All that is required is the number of lines in this listing that hold "hand".

# # # # #

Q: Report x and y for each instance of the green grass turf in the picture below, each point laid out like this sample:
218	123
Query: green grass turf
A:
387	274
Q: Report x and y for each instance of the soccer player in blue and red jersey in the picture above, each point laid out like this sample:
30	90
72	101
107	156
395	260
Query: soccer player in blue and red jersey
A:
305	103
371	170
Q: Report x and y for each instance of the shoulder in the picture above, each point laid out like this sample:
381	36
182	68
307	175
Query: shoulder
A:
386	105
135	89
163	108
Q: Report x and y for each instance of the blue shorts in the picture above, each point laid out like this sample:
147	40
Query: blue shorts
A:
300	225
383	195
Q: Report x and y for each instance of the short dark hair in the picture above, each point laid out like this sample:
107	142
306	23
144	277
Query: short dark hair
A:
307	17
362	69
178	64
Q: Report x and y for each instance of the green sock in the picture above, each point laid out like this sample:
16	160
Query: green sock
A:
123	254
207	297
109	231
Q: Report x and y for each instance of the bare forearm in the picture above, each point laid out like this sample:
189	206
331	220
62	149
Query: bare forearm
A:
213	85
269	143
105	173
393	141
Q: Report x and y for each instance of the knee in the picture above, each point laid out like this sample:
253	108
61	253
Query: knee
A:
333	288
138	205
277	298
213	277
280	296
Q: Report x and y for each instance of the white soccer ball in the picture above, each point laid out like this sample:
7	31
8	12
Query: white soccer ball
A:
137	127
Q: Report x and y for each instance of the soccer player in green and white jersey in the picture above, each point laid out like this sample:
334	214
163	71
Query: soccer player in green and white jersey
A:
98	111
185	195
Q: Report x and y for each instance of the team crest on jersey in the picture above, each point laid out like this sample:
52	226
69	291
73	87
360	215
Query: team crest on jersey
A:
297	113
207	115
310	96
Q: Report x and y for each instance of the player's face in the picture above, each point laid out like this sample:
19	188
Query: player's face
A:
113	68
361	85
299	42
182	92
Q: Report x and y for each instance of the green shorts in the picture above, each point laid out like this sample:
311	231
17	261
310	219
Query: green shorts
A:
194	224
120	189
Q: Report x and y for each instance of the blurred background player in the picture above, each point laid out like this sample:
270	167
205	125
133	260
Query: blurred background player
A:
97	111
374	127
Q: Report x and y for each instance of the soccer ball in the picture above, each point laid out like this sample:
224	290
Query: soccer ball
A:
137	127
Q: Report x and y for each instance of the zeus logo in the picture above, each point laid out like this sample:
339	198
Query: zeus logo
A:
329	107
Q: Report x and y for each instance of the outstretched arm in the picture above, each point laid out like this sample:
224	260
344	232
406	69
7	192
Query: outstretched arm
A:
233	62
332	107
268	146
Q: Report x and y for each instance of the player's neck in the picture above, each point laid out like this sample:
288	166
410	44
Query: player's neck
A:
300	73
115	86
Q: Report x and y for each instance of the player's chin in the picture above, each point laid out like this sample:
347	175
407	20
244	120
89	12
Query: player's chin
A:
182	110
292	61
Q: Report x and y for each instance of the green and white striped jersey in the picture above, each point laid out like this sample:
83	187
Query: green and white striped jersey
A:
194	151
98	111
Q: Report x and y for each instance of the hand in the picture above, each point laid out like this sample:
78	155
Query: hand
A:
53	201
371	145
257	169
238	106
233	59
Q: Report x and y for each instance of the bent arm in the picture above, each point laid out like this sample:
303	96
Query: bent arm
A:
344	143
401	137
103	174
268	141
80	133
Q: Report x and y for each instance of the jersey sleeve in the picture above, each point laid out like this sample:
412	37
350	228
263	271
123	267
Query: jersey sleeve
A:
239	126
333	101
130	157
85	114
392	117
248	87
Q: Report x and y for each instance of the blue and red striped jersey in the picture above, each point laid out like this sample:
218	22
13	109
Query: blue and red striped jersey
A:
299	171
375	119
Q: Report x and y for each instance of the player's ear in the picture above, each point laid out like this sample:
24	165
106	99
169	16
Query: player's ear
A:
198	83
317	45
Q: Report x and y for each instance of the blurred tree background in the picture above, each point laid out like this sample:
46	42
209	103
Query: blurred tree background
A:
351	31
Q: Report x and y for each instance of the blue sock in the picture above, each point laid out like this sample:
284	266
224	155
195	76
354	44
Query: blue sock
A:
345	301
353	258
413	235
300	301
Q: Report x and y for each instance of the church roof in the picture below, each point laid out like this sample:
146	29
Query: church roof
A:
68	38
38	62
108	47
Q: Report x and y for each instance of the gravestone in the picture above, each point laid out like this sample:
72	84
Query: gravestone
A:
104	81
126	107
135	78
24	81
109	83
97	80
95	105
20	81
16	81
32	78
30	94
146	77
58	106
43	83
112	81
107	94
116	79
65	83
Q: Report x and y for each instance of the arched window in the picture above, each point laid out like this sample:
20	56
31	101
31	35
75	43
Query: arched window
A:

# # # # #

## Exercise answer
2